Data excerpts:
--------
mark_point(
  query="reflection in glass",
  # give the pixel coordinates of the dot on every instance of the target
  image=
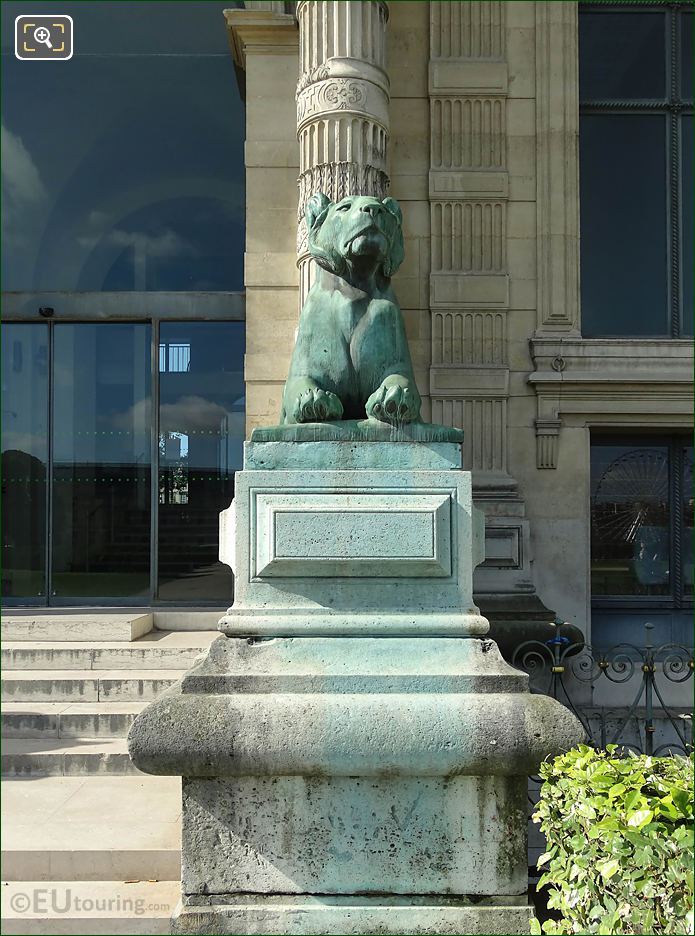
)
(687, 520)
(630, 520)
(24, 459)
(101, 460)
(687, 56)
(688, 248)
(623, 225)
(201, 433)
(622, 55)
(118, 200)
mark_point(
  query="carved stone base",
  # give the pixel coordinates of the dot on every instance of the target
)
(352, 915)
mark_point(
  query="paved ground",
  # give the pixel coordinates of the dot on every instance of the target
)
(97, 828)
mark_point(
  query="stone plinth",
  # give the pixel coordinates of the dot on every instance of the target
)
(354, 751)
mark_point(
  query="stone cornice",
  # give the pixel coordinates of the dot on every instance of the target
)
(609, 381)
(260, 31)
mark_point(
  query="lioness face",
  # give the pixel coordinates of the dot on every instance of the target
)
(359, 227)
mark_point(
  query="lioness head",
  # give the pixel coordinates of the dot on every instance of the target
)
(357, 230)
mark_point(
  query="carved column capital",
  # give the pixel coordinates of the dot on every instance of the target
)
(342, 106)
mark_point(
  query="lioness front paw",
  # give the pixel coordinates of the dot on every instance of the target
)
(394, 402)
(316, 405)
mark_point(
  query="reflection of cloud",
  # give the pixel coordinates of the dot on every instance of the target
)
(188, 414)
(33, 444)
(22, 188)
(163, 245)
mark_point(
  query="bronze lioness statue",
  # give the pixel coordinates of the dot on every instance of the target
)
(351, 357)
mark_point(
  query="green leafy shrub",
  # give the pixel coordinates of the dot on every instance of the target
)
(620, 843)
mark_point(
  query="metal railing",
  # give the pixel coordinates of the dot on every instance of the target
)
(575, 675)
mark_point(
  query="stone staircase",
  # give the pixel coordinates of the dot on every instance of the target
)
(72, 685)
(89, 844)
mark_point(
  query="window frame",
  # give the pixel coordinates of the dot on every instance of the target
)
(677, 600)
(673, 107)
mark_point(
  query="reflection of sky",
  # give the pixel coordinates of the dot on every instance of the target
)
(123, 168)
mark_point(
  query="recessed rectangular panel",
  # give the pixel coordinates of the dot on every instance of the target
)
(364, 535)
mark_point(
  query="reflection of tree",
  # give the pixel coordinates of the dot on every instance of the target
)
(24, 512)
(173, 478)
(632, 491)
(630, 515)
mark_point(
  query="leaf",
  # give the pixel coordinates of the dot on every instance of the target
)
(632, 799)
(608, 868)
(640, 818)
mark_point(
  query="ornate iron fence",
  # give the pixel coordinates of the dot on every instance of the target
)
(641, 718)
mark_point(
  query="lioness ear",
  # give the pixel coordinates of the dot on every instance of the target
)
(394, 208)
(315, 208)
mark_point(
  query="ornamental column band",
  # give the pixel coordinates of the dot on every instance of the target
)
(342, 107)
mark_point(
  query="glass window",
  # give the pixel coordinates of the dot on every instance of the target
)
(636, 169)
(101, 460)
(630, 520)
(623, 225)
(686, 510)
(688, 248)
(641, 547)
(622, 56)
(687, 55)
(201, 432)
(24, 459)
(123, 167)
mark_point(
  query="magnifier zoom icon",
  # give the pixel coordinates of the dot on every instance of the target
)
(43, 35)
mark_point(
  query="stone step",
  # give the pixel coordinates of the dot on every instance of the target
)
(86, 685)
(95, 828)
(68, 720)
(89, 907)
(54, 626)
(67, 757)
(155, 650)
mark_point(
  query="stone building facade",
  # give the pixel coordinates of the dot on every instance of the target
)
(468, 113)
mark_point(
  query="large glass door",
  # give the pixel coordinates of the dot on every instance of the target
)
(24, 460)
(101, 465)
(201, 432)
(108, 498)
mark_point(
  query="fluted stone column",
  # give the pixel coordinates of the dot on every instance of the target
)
(342, 106)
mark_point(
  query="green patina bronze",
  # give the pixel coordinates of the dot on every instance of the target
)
(351, 363)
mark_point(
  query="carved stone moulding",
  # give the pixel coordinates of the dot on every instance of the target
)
(335, 96)
(469, 236)
(341, 30)
(547, 434)
(343, 138)
(469, 337)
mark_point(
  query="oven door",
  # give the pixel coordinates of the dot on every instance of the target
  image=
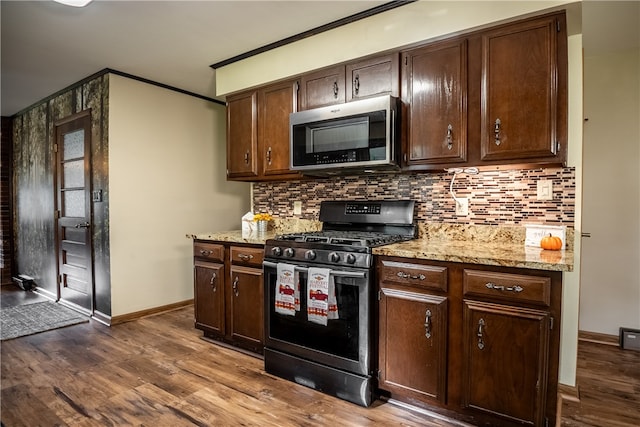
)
(344, 343)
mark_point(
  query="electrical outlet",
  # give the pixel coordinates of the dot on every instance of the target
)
(462, 206)
(545, 189)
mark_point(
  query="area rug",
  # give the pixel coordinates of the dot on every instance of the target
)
(34, 318)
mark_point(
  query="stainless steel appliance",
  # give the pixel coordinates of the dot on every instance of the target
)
(338, 357)
(358, 135)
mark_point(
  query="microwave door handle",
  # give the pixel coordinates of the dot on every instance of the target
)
(337, 273)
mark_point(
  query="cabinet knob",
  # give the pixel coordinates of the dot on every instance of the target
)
(480, 336)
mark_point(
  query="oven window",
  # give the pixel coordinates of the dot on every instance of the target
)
(340, 337)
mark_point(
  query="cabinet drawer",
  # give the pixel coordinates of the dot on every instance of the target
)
(247, 256)
(210, 251)
(506, 286)
(426, 276)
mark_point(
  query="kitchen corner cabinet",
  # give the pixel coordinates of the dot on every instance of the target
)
(258, 132)
(228, 294)
(493, 352)
(523, 91)
(435, 91)
(365, 78)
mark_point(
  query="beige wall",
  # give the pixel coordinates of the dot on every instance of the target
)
(610, 287)
(167, 178)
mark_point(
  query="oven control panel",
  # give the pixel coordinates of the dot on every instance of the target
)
(363, 208)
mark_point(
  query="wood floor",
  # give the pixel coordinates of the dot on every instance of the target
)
(157, 371)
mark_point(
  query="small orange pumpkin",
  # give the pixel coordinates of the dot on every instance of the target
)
(550, 242)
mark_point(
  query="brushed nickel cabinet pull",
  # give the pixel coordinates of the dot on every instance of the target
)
(214, 287)
(427, 324)
(516, 288)
(480, 337)
(235, 286)
(450, 137)
(404, 275)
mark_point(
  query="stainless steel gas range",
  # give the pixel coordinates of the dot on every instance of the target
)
(319, 297)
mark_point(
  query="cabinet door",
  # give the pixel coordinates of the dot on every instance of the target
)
(209, 297)
(276, 103)
(520, 91)
(373, 77)
(323, 87)
(242, 136)
(412, 346)
(505, 361)
(245, 305)
(435, 90)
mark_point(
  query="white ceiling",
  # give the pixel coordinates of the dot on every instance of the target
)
(47, 46)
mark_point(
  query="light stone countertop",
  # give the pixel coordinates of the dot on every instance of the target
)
(472, 252)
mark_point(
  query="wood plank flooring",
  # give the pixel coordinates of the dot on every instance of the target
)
(156, 371)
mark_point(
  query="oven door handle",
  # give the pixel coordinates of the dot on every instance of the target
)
(337, 273)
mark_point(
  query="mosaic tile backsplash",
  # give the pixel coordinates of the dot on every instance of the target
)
(507, 197)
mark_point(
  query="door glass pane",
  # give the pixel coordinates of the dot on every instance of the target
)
(73, 174)
(73, 144)
(74, 203)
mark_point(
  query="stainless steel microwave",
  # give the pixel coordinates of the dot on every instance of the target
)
(345, 138)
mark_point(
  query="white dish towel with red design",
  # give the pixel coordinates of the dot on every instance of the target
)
(287, 290)
(321, 296)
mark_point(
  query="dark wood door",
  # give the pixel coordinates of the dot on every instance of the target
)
(373, 77)
(242, 136)
(435, 90)
(505, 361)
(73, 191)
(323, 87)
(520, 90)
(209, 297)
(245, 307)
(276, 103)
(413, 344)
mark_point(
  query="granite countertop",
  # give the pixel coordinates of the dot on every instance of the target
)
(437, 249)
(235, 236)
(471, 252)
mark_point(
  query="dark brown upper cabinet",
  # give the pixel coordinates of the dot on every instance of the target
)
(434, 90)
(242, 135)
(523, 92)
(373, 77)
(322, 88)
(364, 78)
(258, 132)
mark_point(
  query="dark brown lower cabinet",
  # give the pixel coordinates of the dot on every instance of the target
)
(228, 293)
(480, 343)
(505, 361)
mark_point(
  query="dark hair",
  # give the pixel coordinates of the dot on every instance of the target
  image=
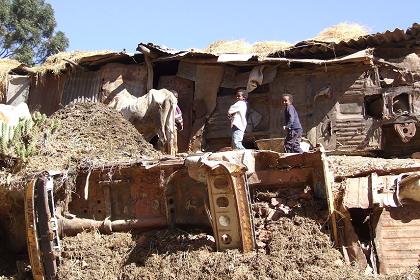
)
(288, 95)
(174, 92)
(242, 92)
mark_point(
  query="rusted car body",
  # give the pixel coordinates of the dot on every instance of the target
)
(212, 191)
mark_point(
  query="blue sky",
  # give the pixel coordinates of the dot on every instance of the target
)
(118, 25)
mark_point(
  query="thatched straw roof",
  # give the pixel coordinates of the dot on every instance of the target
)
(58, 62)
(341, 32)
(241, 46)
(6, 65)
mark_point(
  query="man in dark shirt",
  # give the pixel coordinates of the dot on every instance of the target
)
(293, 127)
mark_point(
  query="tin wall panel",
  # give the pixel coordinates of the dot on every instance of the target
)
(17, 89)
(82, 87)
(45, 94)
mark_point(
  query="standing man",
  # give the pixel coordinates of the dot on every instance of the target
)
(237, 115)
(293, 127)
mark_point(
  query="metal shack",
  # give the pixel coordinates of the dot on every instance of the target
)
(356, 95)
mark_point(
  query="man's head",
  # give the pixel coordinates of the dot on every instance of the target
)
(175, 93)
(287, 99)
(241, 94)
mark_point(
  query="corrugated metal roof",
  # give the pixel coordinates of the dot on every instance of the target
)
(311, 49)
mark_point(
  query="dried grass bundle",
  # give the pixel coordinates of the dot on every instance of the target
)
(242, 47)
(341, 32)
(234, 46)
(266, 47)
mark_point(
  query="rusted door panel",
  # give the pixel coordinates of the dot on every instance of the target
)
(133, 193)
(185, 200)
(398, 238)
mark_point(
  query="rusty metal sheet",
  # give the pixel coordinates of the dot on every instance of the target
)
(185, 200)
(230, 209)
(82, 86)
(17, 89)
(130, 193)
(45, 94)
(398, 238)
(356, 194)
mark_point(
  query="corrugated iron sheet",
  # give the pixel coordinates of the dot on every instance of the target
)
(82, 87)
(17, 89)
(398, 238)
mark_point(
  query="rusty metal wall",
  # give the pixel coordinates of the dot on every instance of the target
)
(82, 86)
(45, 94)
(398, 238)
(17, 89)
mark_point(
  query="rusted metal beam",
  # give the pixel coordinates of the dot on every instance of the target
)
(73, 226)
(285, 177)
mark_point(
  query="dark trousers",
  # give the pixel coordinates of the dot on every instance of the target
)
(292, 141)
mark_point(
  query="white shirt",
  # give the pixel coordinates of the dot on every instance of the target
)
(238, 110)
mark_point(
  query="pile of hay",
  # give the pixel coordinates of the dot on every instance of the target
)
(346, 166)
(58, 62)
(243, 47)
(299, 250)
(341, 32)
(90, 134)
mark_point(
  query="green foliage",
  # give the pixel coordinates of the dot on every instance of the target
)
(27, 31)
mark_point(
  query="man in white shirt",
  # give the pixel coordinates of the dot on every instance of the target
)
(237, 115)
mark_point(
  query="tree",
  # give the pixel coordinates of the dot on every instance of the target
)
(27, 31)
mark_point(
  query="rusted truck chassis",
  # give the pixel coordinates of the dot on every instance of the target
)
(212, 191)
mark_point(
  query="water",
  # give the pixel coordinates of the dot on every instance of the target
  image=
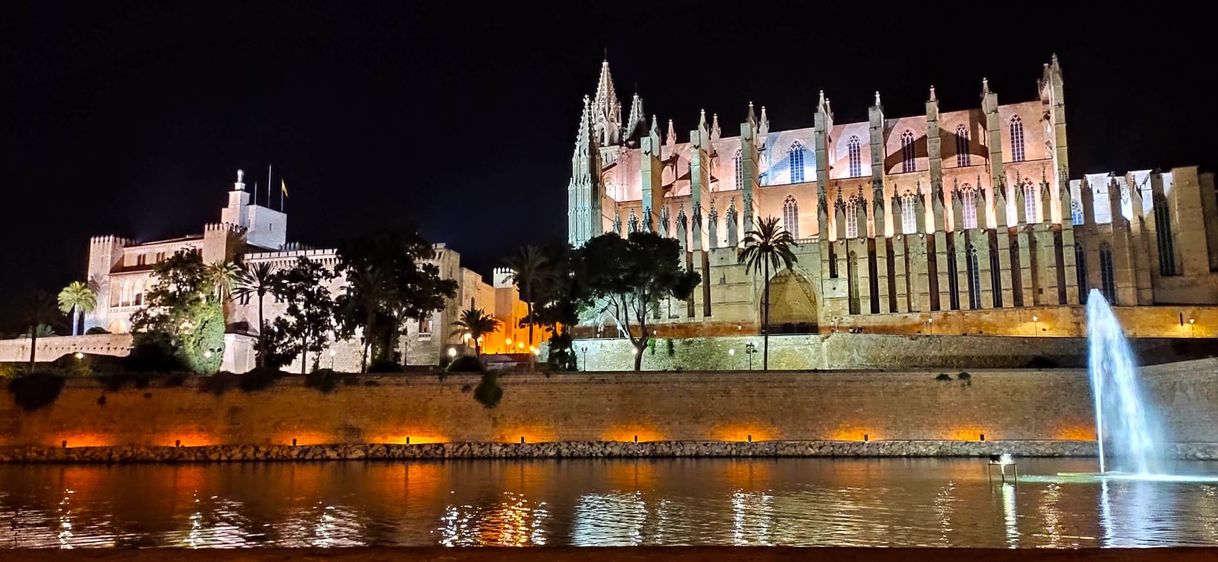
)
(1126, 424)
(587, 502)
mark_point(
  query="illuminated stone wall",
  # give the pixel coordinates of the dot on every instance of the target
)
(601, 406)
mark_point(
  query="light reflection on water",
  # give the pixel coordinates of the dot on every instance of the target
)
(591, 502)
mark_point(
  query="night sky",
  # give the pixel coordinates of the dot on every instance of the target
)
(132, 118)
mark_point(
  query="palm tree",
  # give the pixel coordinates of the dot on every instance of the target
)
(37, 310)
(766, 245)
(257, 279)
(223, 277)
(368, 293)
(476, 323)
(74, 299)
(529, 267)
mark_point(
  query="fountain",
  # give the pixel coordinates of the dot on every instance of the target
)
(1123, 418)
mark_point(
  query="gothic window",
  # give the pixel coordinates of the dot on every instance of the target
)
(739, 171)
(1016, 139)
(909, 213)
(962, 146)
(1163, 232)
(1107, 279)
(908, 163)
(855, 157)
(851, 217)
(968, 205)
(795, 157)
(975, 279)
(1076, 212)
(1080, 271)
(1029, 201)
(791, 216)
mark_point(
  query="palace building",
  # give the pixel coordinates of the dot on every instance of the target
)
(967, 217)
(122, 271)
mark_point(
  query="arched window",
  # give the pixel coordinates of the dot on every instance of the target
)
(968, 205)
(795, 157)
(739, 171)
(908, 162)
(1016, 139)
(1107, 279)
(975, 279)
(909, 213)
(855, 156)
(1029, 201)
(1163, 232)
(791, 216)
(961, 145)
(1080, 271)
(851, 217)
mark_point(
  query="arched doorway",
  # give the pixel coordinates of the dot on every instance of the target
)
(792, 304)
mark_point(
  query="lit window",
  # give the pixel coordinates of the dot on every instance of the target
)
(962, 146)
(855, 157)
(909, 213)
(795, 157)
(975, 279)
(968, 204)
(908, 151)
(1016, 139)
(739, 171)
(851, 217)
(1029, 201)
(1107, 279)
(1163, 232)
(791, 216)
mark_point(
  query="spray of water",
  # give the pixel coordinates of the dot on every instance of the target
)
(1127, 429)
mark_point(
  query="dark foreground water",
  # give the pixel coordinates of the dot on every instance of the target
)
(799, 502)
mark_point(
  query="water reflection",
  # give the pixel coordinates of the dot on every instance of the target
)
(856, 502)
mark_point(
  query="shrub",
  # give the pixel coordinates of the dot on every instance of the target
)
(467, 363)
(218, 383)
(35, 390)
(324, 380)
(385, 366)
(489, 391)
(261, 378)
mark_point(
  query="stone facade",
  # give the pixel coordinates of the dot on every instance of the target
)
(121, 270)
(968, 211)
(1003, 405)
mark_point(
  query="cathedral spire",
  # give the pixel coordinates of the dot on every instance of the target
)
(636, 124)
(607, 109)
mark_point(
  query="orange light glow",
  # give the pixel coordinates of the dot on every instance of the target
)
(189, 439)
(627, 433)
(742, 433)
(1076, 434)
(84, 440)
(302, 438)
(971, 433)
(415, 438)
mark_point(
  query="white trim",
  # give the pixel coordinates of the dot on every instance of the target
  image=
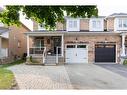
--------
**Work instructions**: In the records above, find the lines containing "building" and copy them.

**Response to the task**:
  query="stone building facade",
  query="palace building",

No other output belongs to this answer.